- GIVEN RECORDS -
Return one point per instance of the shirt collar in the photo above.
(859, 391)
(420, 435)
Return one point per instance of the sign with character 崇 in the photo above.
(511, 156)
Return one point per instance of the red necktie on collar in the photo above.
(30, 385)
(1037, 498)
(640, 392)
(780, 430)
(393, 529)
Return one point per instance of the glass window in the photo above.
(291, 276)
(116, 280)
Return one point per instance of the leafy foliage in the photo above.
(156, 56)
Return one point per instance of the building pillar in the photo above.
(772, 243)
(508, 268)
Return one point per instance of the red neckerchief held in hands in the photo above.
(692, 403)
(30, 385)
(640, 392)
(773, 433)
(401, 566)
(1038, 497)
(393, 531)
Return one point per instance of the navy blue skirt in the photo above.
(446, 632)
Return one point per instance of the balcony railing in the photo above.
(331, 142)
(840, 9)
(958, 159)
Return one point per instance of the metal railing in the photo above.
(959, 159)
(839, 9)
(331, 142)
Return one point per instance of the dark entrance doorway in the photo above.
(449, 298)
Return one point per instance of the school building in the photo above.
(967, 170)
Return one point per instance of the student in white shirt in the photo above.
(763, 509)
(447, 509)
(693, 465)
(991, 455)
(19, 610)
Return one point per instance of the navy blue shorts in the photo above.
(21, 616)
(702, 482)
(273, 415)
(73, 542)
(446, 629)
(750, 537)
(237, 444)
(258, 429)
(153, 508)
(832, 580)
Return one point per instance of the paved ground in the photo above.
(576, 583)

- WHAT YOU SHOULD DO -
Nothing but the lines from the one that contains "Return one point per instance of the building" to the end of the listing should be given again, each exactly as it appears.

- PROBLEM SOLUTION -
Return one point per instance of the building pillar in the photo above.
(772, 243)
(508, 268)
Return one point per instance of the red neckerchief held in hands in the photo above.
(692, 403)
(30, 385)
(640, 392)
(773, 433)
(401, 566)
(1038, 497)
(393, 531)
Return one point per instance of the navy blue skirt in the photo above.
(446, 632)
Return one point per instance of the balcony railing in the photo above.
(331, 142)
(840, 9)
(958, 159)
Return one point per instance of the metal railing in the photo above.
(959, 159)
(839, 9)
(331, 142)
Return one point per instance of the dark entrance doorway in the photo above.
(449, 298)
Return one point per instance of the school building in the photo above.
(967, 170)
Return one point per instance of the student in white shirt in the photo above.
(763, 509)
(447, 509)
(693, 465)
(991, 455)
(19, 610)
Return one point per instance of the navy blue shorts in the photo above.
(21, 616)
(702, 482)
(273, 415)
(73, 542)
(446, 629)
(750, 537)
(237, 444)
(258, 429)
(153, 508)
(832, 580)
Return one point per instance of the paved ground in the photo above.
(576, 583)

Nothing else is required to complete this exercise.